Passage fourni:
╭──

Ces deux facteurs ont plongé les établissements publics de santé dans une situation économiquement insoutenable. Il leur fallait déjà faire face par le passé à des dotations globales insuffisantes, il leur faut aujourd’hui supporter les règles d’une mise en concurrence avec le secteur privé à but lucratif, quand bien même celui-ci n’applique pas les mêmes règles de fixation des coûts - en excluant par exemple la rémunération des praticiens du prix de référence servant de comparaison - et n’est pas assujetti aux mêmes contraintes que le service public.
J’en veux pour preuve le cri d’alerte, la lettre exceptionnelle que vous ont adressée les présidents des comités consultatifs médicaux de l’Assistance publique-Hôpitaux de Paris. Je reprendrai d’ailleurs leurs mots : « La politique déployée sur nos hôpitaux depuis plusieurs mois ressemble de plus en plus à un étranglement financier pur et simple. » Quelle est votre réaction ? Cet article 40, dont l’une des mesures les plus scandaleuses, consiste à sanctionner personnellement le directeur d’hôpital s’il ne parvient pas à rétablir l’équilibre financier de son établissement !
Mme Roselyne Bachelot-Narquin, ministre. Ce n’est pas du tout cela ! C’est un travestissement de la réalité !

╰──

Extrait de données:
╭──

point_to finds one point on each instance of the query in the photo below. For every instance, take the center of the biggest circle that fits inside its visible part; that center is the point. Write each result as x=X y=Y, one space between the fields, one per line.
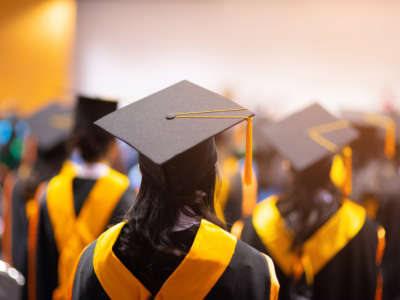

╰──

Vos consignes: Reproduisez à l'identique l'intégralité du passage sur la situation financière des hôpitaux publics. Le matériel ci-dessus n'intervient en rien ici.

Solution du problème:
Ces deux facteurs ont plongé les établissements publics de santé dans une situation économiquement insoutenable. Il leur fallait déjà faire face par le passé à des dotations globales insuffisantes, il leur faut aujourd’hui supporter les règles d’une mise en concurrence avec le secteur privé à but lucratif, quand bien même celui-ci n’applique pas les mêmes règles de fixation des coûts - en excluant par exemple la rémunération des praticiens du prix de référence servant de comparaison - et n’est pas assujetti aux mêmes contraintes que le service public.
J’en veux pour preuve le cri d’alerte, la lettre exceptionnelle que vous ont adressée les présidents des comités consultatifs médicaux de l’Assistance publique-Hôpitaux de Paris. Je reprendrai d’ailleurs leurs mots : « La politique déployée sur nos hôpitaux depuis plusieurs mois ressemble de plus en plus à un étranglement financier pur et simple. » Quelle est votre réaction ? Cet article 40, dont l’une des mesures les plus scandaleuses, consiste à sanctionner personnellement le directeur d’hôpital s’il ne parvient pas à rétablir l’équilibre financier de son établissement !
Mme Roselyne Bachelot-Narquin, ministre. Ce n’est pas du tout cela ! C’est un travestissement de la réalité !